▶ [TASK] Please write out every entry below exactly, leaving out any pictures.

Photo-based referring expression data
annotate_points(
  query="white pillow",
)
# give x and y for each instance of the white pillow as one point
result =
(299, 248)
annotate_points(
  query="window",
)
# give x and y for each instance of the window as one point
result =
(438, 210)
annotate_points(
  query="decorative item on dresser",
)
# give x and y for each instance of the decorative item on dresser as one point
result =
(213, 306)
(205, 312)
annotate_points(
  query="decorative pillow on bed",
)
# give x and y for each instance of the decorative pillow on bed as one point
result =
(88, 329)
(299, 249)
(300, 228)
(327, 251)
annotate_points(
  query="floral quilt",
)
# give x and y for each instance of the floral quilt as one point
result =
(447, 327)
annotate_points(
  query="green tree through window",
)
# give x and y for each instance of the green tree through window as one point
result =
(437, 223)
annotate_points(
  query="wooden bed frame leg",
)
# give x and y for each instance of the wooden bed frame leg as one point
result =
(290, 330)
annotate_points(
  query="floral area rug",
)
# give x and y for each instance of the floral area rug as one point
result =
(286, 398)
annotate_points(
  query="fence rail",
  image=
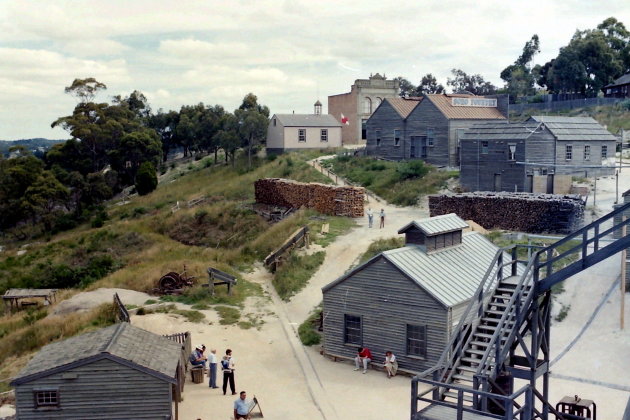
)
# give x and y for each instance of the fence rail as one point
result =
(121, 311)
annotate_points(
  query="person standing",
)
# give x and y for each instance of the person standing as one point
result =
(241, 407)
(364, 356)
(213, 369)
(391, 365)
(227, 364)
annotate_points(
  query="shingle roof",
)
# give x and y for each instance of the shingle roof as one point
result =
(444, 103)
(403, 106)
(450, 275)
(142, 348)
(500, 130)
(307, 120)
(574, 128)
(437, 224)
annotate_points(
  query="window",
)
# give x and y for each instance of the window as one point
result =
(352, 329)
(417, 340)
(430, 136)
(47, 398)
(511, 152)
(367, 106)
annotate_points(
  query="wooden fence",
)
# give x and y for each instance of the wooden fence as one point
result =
(273, 259)
(185, 340)
(121, 312)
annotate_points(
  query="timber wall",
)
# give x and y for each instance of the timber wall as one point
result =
(523, 212)
(327, 199)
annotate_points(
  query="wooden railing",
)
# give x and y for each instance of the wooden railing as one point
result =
(121, 312)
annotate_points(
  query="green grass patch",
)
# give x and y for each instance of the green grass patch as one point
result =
(401, 183)
(381, 245)
(293, 275)
(228, 314)
(309, 336)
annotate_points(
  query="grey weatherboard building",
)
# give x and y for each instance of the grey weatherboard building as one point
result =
(118, 372)
(502, 156)
(408, 300)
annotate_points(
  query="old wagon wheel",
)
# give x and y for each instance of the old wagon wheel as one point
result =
(169, 281)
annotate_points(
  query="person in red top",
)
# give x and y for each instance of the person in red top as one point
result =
(363, 355)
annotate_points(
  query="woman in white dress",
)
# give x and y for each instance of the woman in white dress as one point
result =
(391, 365)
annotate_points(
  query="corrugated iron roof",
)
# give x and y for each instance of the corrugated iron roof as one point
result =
(450, 275)
(574, 128)
(307, 120)
(138, 346)
(437, 224)
(444, 103)
(403, 106)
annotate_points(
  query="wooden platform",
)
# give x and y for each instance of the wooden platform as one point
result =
(440, 412)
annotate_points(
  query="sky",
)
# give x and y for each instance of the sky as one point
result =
(289, 53)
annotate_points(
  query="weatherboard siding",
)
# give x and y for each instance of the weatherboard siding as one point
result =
(386, 119)
(387, 301)
(103, 389)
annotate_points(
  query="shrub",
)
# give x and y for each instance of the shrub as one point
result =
(146, 178)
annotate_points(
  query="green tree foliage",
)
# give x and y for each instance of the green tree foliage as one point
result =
(519, 78)
(146, 179)
(429, 84)
(474, 83)
(592, 59)
(253, 119)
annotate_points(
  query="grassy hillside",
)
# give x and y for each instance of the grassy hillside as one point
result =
(143, 239)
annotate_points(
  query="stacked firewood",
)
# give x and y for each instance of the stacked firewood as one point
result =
(522, 212)
(327, 199)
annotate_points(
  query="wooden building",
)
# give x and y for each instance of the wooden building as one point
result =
(620, 88)
(118, 372)
(408, 300)
(288, 132)
(431, 130)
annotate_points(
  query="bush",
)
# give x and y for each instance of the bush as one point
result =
(146, 178)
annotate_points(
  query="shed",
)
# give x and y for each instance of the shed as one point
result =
(408, 300)
(12, 298)
(118, 372)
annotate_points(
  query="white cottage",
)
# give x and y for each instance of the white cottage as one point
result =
(288, 132)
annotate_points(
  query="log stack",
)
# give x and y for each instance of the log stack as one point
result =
(522, 212)
(327, 199)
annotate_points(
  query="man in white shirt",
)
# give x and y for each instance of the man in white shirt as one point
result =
(213, 368)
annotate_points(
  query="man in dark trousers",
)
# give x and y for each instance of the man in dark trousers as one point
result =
(227, 365)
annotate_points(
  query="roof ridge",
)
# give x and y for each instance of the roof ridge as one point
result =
(106, 347)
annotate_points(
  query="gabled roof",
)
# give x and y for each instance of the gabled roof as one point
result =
(307, 120)
(135, 347)
(574, 128)
(403, 106)
(437, 224)
(623, 80)
(501, 130)
(444, 103)
(451, 276)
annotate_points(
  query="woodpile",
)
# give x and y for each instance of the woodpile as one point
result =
(522, 212)
(326, 199)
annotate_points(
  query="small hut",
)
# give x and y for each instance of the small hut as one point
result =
(118, 372)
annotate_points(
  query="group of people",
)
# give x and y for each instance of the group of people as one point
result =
(364, 357)
(370, 214)
(198, 358)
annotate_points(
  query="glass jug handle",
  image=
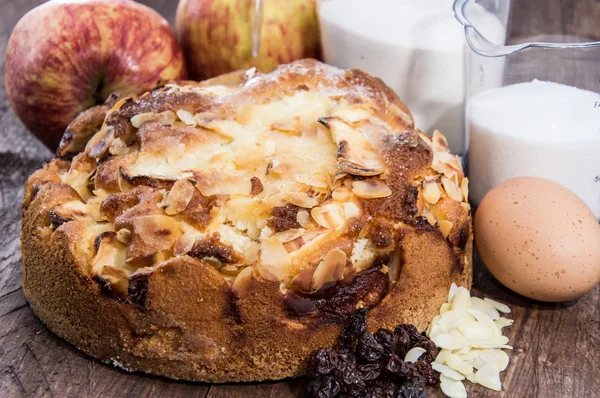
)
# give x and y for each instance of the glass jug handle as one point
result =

▶ [SOLVED PROBLEM]
annotate_points(
  query="white pillow",
)
# give x and y for each instance of the white pillow as one point
result =
(299, 248)
annotate_points(
  query="window",
)
# give x and y for each instance of the window as one point
result =
(438, 210)
annotate_points(
  query="decorative item on dresser",
)
# give x and y for each instance of the decorative item on dresser as one point
result =
(213, 306)
(205, 312)
annotate_points(
  query="decorative pillow on bed",
)
# give x and y for each instance of the decorative pillow on bed as one point
result =
(88, 329)
(299, 249)
(300, 228)
(327, 251)
annotate_points(
  query="floral quilt",
)
# give x and y for each instance of the floral quilt as one point
result =
(447, 327)
annotate_points(
  query="green tree through window",
)
# give x and y for each instance of the green tree through window as one point
result =
(437, 223)
annotate_points(
  query="wooden bed frame leg",
)
# give x and y for each instance of the wooden bed frame leg as one point
result =
(290, 330)
annotate_points(
  query="floral area rug",
)
# give x and y for each instance of the floral area rug as one point
result =
(286, 398)
annotate_points(
  query="fence rail",
  image=
)
# give x and y for each instance of the fence rail as one point
result =
(121, 311)
annotate_points(
  query="person standing",
)
# give x and y for each instance of the person standing as one point
result =
(241, 407)
(364, 356)
(213, 369)
(391, 365)
(227, 364)
annotate_points(
  query="shingle roof",
)
# give x and y for each instance of the shingle roof as one point
result =
(444, 103)
(403, 106)
(450, 275)
(142, 348)
(500, 130)
(307, 120)
(574, 128)
(437, 224)
annotate_points(
  query="window",
)
# give x and y for each instance of the window as one point
result =
(352, 329)
(417, 340)
(430, 136)
(47, 398)
(511, 152)
(367, 106)
annotate_points(
  query="wooden fence",
)
# give x and y for each instance of the wooden fence as one point
result =
(273, 259)
(185, 340)
(121, 312)
annotate_points(
  query="timber wall",
)
# give x and y for each instance of the timber wall as one point
result =
(523, 212)
(327, 199)
annotate_points(
  query="wooden railing",
)
# give x and y for each instance of the wooden railing as one point
result =
(121, 312)
annotate_points(
  query="green grass patch",
)
# give x and y for each instance of the green grass patch as one point
result =
(401, 183)
(381, 245)
(293, 275)
(228, 314)
(309, 336)
annotate_points(
  query="grey weatherboard building",
)
# give x and y for each instance of the grey weatherboard building as one point
result =
(118, 372)
(502, 156)
(408, 300)
annotate_points(
  query="old wagon wheel",
)
# give x and y for each instance of the old wagon wheel as one point
result =
(169, 281)
annotate_points(
  query="person in red top",
)
# give x and y for each instance of the person in red top as one point
result =
(363, 355)
annotate_points(
  query="woman in white dress",
)
# give x and y for each instance of the woman in white dress as one point
result =
(391, 365)
annotate_points(
  query="corrugated iron roof",
)
# give x and y for each instance of the corrugated iron roof as one point
result =
(450, 275)
(574, 128)
(307, 120)
(138, 346)
(437, 224)
(444, 103)
(403, 106)
annotate_points(
  query="wooden platform",
)
# give x and y for each instance of the wooden platform as one point
result =
(440, 412)
annotate_points(
  query="sky",
)
# give x and y for each instance of the sky as one point
result =
(289, 53)
annotate_points(
  query="weatherboard siding",
)
# give x and y for each instance of the weatherboard siding as one point
result =
(386, 119)
(387, 301)
(103, 389)
annotate_points(
  query="shrub",
)
# give x and y for each instance of the shrub as one point
result =
(146, 178)
annotate_points(
  query="green tree foliage",
)
# give x and y for each instance of the green tree foliage as one point
result =
(519, 78)
(146, 179)
(429, 84)
(474, 83)
(592, 59)
(253, 119)
annotate_points(
  query="grassy hillside",
)
# give x and y for each instance of the grassy hillside as one point
result =
(143, 239)
annotate_points(
  query="stacked firewood",
)
# give x and y for each instance of the stacked firewood as one point
result =
(522, 212)
(327, 199)
annotate_points(
  query="wooden building",
)
# give x and y for each instance of the wooden building as one point
result =
(620, 88)
(118, 372)
(408, 300)
(288, 132)
(431, 130)
annotate_points(
  query="bush",
)
# give x and y for each instance of the bush as one point
result =
(146, 178)
annotate_points(
  query="shed",
)
# give x and y for each instance of the shed as one point
result =
(408, 300)
(12, 298)
(118, 372)
annotate_points(
  query="white cottage",
)
# give x and y for each instance of the white cottage as one point
result =
(288, 132)
annotate_points(
  query="log stack",
)
# give x and y for each instance of the log stack as one point
result =
(522, 212)
(327, 199)
annotate_points(
  query="man in white shirt",
)
# give x and y for each instance of the man in white shirt as one point
result =
(213, 368)
annotate_points(
  query="man in dark trousers",
)
# give x and y for each instance of the man in dark trousers as one point
result =
(227, 365)
annotate_points(
  query="roof ridge",
)
# give x and y for each instance of the roof ridge as one point
result =
(106, 347)
annotate_points(
  query="gabled roof",
)
# give x and y for each instance of the gabled roof as one point
result =
(307, 120)
(135, 347)
(574, 128)
(403, 106)
(437, 224)
(623, 80)
(501, 130)
(444, 103)
(451, 276)
annotate_points(
  query="woodpile",
)
# give x and y for each instance of the woodpile as one point
result =
(522, 212)
(326, 199)
annotate_points(
  query="small hut",
)
# give x and y for each instance of the small hut as one point
result =
(118, 372)
annotate_points(
  query="group of people",
)
# give x and y for each instance of the group of people as one point
result =
(364, 357)
(370, 214)
(198, 358)
annotate_points(
  query="glass jug handle",
  image=
)
# give x and y for each instance of the glass jug handle as one point
result =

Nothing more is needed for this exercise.